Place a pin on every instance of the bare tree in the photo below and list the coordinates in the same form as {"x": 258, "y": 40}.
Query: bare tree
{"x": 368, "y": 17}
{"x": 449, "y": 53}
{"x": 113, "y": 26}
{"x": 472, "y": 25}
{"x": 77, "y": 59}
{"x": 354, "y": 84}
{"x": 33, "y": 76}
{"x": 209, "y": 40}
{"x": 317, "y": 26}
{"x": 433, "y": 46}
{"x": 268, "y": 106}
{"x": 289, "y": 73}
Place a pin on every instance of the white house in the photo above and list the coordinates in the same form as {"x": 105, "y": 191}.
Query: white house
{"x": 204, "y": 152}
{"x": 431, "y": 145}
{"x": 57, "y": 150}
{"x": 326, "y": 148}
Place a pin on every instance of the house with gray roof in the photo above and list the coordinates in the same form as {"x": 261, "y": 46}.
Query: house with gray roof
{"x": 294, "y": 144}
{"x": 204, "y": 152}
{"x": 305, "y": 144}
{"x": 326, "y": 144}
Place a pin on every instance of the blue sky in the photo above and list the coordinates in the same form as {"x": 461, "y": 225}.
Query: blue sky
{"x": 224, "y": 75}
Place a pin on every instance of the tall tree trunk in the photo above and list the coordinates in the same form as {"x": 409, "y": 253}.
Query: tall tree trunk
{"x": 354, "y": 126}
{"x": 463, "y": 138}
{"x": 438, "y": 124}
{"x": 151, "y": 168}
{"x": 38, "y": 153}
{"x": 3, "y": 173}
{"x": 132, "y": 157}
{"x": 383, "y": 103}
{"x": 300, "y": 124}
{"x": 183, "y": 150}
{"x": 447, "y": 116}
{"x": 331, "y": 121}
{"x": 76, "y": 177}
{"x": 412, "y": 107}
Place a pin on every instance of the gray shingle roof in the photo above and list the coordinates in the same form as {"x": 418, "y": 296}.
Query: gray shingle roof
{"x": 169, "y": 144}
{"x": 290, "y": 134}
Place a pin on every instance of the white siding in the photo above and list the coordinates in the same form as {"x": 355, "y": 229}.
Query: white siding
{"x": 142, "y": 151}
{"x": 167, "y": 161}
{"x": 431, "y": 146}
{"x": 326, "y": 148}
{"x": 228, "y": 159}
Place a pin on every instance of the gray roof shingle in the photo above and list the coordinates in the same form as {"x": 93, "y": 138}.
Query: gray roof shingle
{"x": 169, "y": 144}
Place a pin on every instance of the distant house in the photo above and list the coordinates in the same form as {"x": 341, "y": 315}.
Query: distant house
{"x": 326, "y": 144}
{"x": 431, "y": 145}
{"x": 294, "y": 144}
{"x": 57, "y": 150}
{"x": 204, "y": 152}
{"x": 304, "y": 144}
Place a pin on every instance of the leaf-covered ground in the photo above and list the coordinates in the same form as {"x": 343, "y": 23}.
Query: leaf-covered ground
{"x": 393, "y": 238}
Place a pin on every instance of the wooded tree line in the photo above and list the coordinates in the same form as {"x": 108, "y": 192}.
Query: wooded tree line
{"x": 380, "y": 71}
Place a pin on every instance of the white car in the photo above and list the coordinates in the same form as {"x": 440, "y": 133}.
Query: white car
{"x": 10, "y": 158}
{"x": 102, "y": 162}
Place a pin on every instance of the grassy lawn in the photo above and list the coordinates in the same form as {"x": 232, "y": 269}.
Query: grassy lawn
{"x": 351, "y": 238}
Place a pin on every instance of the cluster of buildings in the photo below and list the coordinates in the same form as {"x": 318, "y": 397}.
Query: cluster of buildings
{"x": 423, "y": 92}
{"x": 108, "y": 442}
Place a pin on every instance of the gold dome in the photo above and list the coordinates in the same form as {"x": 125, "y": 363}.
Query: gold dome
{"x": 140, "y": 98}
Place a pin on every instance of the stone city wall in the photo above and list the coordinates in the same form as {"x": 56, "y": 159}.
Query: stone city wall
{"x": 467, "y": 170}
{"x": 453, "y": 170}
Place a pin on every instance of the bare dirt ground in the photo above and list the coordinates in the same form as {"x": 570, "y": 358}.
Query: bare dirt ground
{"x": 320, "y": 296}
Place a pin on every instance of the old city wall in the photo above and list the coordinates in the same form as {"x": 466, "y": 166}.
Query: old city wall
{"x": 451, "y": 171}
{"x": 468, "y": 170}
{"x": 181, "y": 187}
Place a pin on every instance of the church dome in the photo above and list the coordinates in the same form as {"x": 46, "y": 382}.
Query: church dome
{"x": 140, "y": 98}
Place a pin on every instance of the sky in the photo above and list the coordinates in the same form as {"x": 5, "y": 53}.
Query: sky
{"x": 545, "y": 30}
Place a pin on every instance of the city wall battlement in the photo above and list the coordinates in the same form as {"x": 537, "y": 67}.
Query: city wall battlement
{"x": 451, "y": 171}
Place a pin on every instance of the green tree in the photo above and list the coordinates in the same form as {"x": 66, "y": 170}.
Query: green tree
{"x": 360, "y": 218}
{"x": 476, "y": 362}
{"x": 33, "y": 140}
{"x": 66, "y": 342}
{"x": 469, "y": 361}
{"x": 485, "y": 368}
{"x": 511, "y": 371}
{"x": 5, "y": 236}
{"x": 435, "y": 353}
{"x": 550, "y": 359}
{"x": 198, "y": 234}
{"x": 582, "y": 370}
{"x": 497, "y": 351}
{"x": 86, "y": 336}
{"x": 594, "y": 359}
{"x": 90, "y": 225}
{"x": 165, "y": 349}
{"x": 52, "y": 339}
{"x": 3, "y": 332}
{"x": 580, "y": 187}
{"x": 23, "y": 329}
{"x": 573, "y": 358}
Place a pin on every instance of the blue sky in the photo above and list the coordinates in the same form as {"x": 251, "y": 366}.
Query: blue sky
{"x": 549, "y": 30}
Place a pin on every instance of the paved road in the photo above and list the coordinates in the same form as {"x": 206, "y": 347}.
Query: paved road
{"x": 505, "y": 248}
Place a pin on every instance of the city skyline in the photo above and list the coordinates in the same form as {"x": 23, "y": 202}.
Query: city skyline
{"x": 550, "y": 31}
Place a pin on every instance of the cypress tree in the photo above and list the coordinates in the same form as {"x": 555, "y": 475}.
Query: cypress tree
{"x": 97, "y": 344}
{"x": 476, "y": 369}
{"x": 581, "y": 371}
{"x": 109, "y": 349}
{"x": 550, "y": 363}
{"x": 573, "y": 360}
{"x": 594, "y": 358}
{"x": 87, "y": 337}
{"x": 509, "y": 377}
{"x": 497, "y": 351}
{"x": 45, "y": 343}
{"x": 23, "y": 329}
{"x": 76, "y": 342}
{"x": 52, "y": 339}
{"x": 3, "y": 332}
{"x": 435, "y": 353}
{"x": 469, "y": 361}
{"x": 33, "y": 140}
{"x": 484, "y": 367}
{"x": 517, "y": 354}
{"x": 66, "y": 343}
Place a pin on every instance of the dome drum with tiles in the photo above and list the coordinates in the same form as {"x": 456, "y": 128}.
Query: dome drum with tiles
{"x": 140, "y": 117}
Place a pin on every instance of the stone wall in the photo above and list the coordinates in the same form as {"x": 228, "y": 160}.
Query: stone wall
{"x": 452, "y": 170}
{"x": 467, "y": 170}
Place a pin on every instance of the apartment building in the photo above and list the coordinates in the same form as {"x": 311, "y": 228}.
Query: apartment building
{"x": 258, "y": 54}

──────

Transcribe word for word the lines from the one holding "Place a pin on every instance of the dome" to the last line of the listing above, inclusive.

Place a pin on every instance of the dome drum with tiles in the photo above and list the coordinates in the same form as {"x": 456, "y": 128}.
Query: dome drum with tiles
{"x": 140, "y": 117}
Place a pin on every instance of the stone wall in the photo above and list the coordinates in the same form as {"x": 228, "y": 160}.
Query: stone wall
{"x": 452, "y": 170}
{"x": 467, "y": 170}
Place a pin on every instance of the apartment building in the photo above and list the coordinates in the same form as {"x": 311, "y": 228}.
Query: apartment building
{"x": 258, "y": 54}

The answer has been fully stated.